▸ Exercise aim:
Copy the records from the start through the line containing "x=216, y=252", with both ends included. Scale every answer coordinate by 1.3 and round to whole numbers, halves up, keep all other lines and numbers unchanged, and leave out the pictures.

Entries from a point annotation set:

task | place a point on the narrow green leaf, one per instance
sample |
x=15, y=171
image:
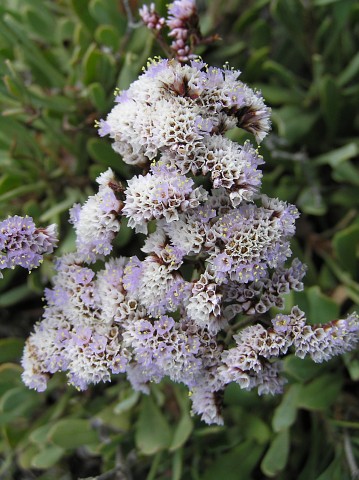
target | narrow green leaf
x=153, y=433
x=276, y=457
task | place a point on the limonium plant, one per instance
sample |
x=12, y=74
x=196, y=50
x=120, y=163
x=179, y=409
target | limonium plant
x=194, y=305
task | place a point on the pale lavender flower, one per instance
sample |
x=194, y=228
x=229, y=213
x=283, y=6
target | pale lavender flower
x=22, y=243
x=96, y=222
x=151, y=18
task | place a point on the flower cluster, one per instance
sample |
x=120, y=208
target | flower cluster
x=21, y=243
x=183, y=27
x=216, y=252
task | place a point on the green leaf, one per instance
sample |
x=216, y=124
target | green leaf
x=15, y=295
x=71, y=433
x=336, y=157
x=97, y=96
x=238, y=463
x=293, y=122
x=329, y=103
x=97, y=67
x=153, y=433
x=182, y=432
x=322, y=309
x=350, y=71
x=10, y=349
x=127, y=404
x=40, y=434
x=108, y=35
x=346, y=173
x=48, y=457
x=82, y=11
x=311, y=201
x=276, y=457
x=320, y=393
x=302, y=369
x=286, y=412
x=345, y=245
x=17, y=402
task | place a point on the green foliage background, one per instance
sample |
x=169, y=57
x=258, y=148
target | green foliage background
x=60, y=63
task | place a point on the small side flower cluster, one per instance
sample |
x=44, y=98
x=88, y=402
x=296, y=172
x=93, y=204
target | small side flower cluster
x=21, y=243
x=183, y=25
x=217, y=252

▸ Response to this exercise:
task | place a point on the narrow green leaf, one per instance
sample |
x=15, y=171
image:
target | narrow green leaf
x=199, y=563
x=359, y=594
task | place a point on the limonium plant, one per instance
sample |
x=12, y=74
x=196, y=50
x=120, y=163
x=179, y=409
target | limonium plant
x=252, y=397
task | place a point on the pale lavender flower, one per instance
sample |
x=194, y=228
x=229, y=213
x=283, y=6
target | pale lavender flower
x=29, y=316
x=125, y=289
x=196, y=23
task | place a point on the flower cluster, one per instance
sample |
x=120, y=208
target | flower cluster
x=27, y=316
x=238, y=35
x=281, y=328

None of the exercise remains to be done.